394 F.Supp. 1028 (E.D.Mich. 1975), Civ. A. 38757, Zuch v. Hussey
|Docket Nº:||Civ. A. 38757|
|Citation:||394 F.Supp. 1028|
|Party Name:||Zuch v. Hussey|
|Case Date:||March 14, 1975|
|Court:||United States District Courts, 6th Circuit|
As Amended April 28, 1975.
[Copyrighted Material Omitted]
George Hogg, Jr., William C. Potter, Jr., Alphonso R. Harper, Ernest Levin, Detroit, Mich., for certain defendants.
Theodore M. Rosenberg, Flint, Mich., John F. Burns, Detroit, Mich., for plaintiffs.
MEMORANDUM OPINION AND ORDER
KEITH, District Judge.
This is an action brought by residents of several communities in Northwest Detroit to seek a remedy for certain alleged violations of the Fair Housing Act of 1968, 42 U.S.C. § 3601 et seq. The matter is presently before the Court on the plaintiffs' Motion for a Preliminary Injunction.
The hearing on this motion lasted approximately ten (10) weeks, during which time the Court heard testimony from over fifty (50) witnesses. More than ninety (90) exhibits were admitted into evidence. After careful consideration of the matter and pursuant to the findings of facts and conclusions of law, the Court grants the plaintiffs' Motion for a Preliminary Injunction.
Perhaps the single most significant factor operating in this case is the racial fear of the white residents of the areas involved. At times, this fear has become so irrational and pervasive that it reflects a hysterical community psyche. Fears which reach this proportion perhaps reflect accurately on racial relations in our city, but such fears alone cannot be the basis for finding a violation of the Fair Housing Act.

◆ **Requirements**
**1)** According to the Zuch v. Hussey opinion, how long did the hearing on the plaintiffs' motion for a preliminary injunction last?
**2)** Continue the Zuch v. Hussey court opinion from its final sentence, in the same judicial voice.

◆ **Provided records**
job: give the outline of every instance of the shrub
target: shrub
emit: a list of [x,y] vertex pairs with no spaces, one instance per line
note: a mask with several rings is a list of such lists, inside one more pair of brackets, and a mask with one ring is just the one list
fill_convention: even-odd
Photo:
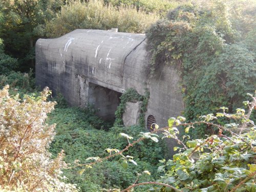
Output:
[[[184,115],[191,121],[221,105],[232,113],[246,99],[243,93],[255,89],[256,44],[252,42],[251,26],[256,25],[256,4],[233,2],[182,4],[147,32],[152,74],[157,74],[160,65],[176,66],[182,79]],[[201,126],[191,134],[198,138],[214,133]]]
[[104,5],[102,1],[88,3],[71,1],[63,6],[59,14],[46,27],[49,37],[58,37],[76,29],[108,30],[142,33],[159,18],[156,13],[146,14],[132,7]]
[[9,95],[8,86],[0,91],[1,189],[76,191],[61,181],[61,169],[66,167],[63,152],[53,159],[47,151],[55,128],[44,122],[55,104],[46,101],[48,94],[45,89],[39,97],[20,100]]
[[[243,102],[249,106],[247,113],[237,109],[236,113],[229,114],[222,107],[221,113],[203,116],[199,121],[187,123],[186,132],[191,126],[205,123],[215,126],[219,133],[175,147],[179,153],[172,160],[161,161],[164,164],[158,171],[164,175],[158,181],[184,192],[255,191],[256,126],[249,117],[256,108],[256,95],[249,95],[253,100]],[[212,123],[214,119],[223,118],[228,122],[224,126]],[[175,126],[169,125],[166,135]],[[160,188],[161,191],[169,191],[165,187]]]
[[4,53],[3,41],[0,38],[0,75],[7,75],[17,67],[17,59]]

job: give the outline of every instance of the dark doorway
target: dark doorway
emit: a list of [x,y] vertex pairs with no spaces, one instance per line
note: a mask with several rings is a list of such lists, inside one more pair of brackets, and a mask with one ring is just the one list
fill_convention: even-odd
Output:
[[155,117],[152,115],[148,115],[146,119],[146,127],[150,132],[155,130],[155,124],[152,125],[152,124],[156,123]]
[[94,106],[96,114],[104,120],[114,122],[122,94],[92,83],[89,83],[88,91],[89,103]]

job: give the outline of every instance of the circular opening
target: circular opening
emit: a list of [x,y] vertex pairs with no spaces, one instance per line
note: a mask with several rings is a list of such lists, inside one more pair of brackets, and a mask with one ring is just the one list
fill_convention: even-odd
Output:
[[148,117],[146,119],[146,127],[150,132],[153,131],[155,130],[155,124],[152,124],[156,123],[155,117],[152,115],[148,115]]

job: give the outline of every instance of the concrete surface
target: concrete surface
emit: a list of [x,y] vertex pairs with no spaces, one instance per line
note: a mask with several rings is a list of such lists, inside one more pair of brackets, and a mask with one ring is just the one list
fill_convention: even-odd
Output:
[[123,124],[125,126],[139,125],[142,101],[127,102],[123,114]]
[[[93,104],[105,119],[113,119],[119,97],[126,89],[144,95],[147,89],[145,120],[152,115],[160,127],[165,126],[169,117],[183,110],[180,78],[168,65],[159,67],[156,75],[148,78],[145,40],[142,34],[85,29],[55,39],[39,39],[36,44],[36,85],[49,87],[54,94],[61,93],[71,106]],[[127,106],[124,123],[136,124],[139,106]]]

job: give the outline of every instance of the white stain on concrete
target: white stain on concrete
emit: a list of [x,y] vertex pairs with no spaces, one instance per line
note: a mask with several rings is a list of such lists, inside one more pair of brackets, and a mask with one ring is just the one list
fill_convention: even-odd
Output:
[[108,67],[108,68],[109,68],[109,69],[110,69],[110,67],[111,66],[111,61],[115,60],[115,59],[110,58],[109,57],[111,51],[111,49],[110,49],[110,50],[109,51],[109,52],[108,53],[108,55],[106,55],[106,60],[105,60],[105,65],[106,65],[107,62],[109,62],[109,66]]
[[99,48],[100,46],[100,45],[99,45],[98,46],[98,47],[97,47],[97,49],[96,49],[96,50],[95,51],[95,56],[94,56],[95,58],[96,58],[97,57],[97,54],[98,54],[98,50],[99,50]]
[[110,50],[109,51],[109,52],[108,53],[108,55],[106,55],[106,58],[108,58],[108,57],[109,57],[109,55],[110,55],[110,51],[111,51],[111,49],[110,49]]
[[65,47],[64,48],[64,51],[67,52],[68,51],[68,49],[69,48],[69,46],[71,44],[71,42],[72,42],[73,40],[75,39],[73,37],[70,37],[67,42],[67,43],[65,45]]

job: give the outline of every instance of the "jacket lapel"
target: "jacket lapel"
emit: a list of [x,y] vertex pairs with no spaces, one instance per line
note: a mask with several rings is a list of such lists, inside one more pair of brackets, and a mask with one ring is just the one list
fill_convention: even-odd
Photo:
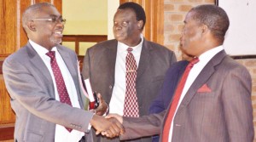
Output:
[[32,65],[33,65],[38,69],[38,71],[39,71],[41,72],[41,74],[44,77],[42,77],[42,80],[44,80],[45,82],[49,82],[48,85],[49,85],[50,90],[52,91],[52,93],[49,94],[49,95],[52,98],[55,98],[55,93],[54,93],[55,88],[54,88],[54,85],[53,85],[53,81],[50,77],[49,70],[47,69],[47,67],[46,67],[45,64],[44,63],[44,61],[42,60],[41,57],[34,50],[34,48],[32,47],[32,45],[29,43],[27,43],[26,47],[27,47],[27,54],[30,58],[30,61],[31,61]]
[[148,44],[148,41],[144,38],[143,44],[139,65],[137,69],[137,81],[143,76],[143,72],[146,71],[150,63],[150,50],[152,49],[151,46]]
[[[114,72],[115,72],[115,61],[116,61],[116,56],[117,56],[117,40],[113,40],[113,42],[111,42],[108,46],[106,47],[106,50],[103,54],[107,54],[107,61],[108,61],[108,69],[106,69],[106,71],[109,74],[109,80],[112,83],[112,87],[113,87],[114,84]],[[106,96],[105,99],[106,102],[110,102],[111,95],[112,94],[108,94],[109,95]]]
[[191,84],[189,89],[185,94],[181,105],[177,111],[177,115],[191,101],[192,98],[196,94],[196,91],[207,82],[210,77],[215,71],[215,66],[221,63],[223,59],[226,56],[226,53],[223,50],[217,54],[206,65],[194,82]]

◆ **Task-by-task outputs**
**1)** Approximately ten weeks.

**2)**
Throughout the ten (10) weeks of testimony, the defendants made several allegations about the plaintiffs' motives in bringing this action. One charge was that the plaintiffs were seeking to prevent further entry of blacks into their neighborhood. Another was that they were seeking to put certain real estate agencies out of business because they were dealing with blacks. The defendants sought earnestly to elicit testimony from the plaintiffs' witnesses and from their own witnesses to support these allegations. While the Court is of the opinion that violations of the Fair Housing Act were shown by the plaintiffs, it also believes that there was some evidence which supported the allegations of the defendants.
Witnesses testified that if their communities became significantly black, they would move. There was testimony about the initial reaction of residents to the entry of the first black family into the Emerson Community. Frantic meetings were described in which racial hatred was vented and schemes were suggested to physically remove the black family from the community. There was also evidence that the officers of the Emerson Community Homeowners Association (ECHO) 1 used their organization's newspaper to recommend certain favorite real estate agencies to their readers. There was also an admission by Vincent Zuch, one of the most active plaintiffs, that he was 'at war with the real estate industry.' This Court does not condone any of this. It is mentioned only to show the complexity of the issues involved.
The Court also observed that many of the witnesses had had little or no day to day interpersonal contact with their black neighbors. As a result, some of
them exaggerated the significance of certain activities which they observed. 2
In part, these witnesses are victims of their own isolation, prejudice and ignorance. Their fears are products of the kind of racial isolation the Fair Housing Act was designed to end. The Court has taken all of this into consideration in reaching its decision.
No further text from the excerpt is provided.